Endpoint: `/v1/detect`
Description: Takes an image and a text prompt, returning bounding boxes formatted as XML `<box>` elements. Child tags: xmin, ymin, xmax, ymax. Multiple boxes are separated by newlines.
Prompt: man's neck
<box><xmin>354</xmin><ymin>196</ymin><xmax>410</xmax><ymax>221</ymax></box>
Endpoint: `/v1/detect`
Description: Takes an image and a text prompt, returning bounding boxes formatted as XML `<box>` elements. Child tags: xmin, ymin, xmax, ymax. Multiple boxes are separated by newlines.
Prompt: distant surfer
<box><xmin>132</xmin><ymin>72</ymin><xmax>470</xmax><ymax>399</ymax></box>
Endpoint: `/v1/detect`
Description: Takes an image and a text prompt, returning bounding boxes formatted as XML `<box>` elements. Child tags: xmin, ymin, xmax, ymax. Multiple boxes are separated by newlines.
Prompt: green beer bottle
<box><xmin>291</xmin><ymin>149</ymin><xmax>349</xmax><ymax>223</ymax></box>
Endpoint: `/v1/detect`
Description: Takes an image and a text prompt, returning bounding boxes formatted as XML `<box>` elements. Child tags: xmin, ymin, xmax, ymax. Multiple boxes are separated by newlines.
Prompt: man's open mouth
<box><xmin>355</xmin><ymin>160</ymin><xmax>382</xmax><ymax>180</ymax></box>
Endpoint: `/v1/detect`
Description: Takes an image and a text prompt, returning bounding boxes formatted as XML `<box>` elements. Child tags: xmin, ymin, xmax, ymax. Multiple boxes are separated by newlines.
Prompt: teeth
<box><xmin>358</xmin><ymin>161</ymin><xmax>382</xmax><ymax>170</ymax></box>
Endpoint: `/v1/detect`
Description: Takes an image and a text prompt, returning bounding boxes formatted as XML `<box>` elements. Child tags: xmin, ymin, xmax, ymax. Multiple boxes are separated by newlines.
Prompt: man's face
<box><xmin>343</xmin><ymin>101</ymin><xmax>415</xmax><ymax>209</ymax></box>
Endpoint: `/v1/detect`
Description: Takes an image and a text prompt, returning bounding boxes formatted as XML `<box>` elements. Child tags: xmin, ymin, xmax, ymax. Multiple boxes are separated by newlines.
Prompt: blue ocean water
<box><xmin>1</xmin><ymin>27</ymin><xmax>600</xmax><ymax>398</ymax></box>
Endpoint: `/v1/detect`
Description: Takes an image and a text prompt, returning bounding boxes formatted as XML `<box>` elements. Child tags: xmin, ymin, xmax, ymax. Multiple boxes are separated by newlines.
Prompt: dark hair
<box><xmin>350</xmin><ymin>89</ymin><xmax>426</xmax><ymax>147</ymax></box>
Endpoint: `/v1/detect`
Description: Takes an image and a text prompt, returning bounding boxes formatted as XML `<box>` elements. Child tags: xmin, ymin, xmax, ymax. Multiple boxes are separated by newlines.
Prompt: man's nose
*****
Problem:
Give back each entry so that it matches the original word for word.

Task output:
Endpoint: `/v1/detect`
Description: Takes an image and a text prompt, returning bounding boxes formatted as XML `<box>` elements. Child tags: xmin, ymin, xmax, ymax. Multiple boxes are separated by newlines.
Prompt: man's neck
<box><xmin>354</xmin><ymin>196</ymin><xmax>410</xmax><ymax>221</ymax></box>
Endpoint: `/v1/detect`
Description: Takes an image and a text prompt, returning bounding boxes formatted as XML `<box>` elements. Child tags: xmin, ymin, xmax, ymax. Multiple boxes are separated by newlines.
Prompt: distant surfer
<box><xmin>132</xmin><ymin>72</ymin><xmax>470</xmax><ymax>399</ymax></box>
Endpoint: `/v1/detect`
Description: Takes an image and a text prompt, returning bounding boxes formatted as XML `<box>` elements. Child tags: xmin, ymin, xmax, ymax. Multiple boxes are separated by newlines.
Prompt: green beer bottle
<box><xmin>291</xmin><ymin>149</ymin><xmax>349</xmax><ymax>223</ymax></box>
Endpoint: `/v1/detect`
Description: Takes an image and a text prompt, returning bounding boxes formatted as XML `<box>` elements. Child tags: xmin, ymin, xmax, ymax. Multiple boxes are separated by newlines.
Prompt: man's open mouth
<box><xmin>355</xmin><ymin>160</ymin><xmax>382</xmax><ymax>180</ymax></box>
Endpoint: `/v1/detect`
Description: Takes an image and a text prompt, returning bounding boxes formatted as XML `<box>` elements. Child tags: xmin, ymin, xmax, ymax. Multiple boxes are separated by newlines.
Prompt: teeth
<box><xmin>358</xmin><ymin>161</ymin><xmax>382</xmax><ymax>170</ymax></box>
Endpoint: `/v1/detect`
Description: Takes an image and a text prompt, returning bounding boxes formatted as XML `<box>` elements. Child tags: xmin, ymin, xmax, ymax. Multiple boxes are separated by newlines.
Prompt: man's face
<box><xmin>343</xmin><ymin>101</ymin><xmax>415</xmax><ymax>209</ymax></box>
Endpoint: `/v1/detect`
Description: Takes an image and a text prompt, returning bounding boxes formatted as XML `<box>` elements. Child tags: xmin, ymin, xmax, ymax. Multiple boxes are separated by newlines.
Prompt: blue ocean water
<box><xmin>1</xmin><ymin>27</ymin><xmax>600</xmax><ymax>398</ymax></box>
Endpoint: `/v1/detect`
Description: Takes an image and a text prompt, returning bounding boxes formatted as XML `<box>` elements. Child tags: xmin, ymin, xmax, ymax. Multiple boxes are separated by newlines.
Prompt: dark hair
<box><xmin>350</xmin><ymin>89</ymin><xmax>426</xmax><ymax>147</ymax></box>
Endpoint: `/v1/detect`
Description: Takes an image and a text prompt, returning bounding boxes formatted as XML `<box>` elements. Child tags: xmin, ymin, xmax, ymax. Multiple boxes are separated by newlines.
Prompt: man's nose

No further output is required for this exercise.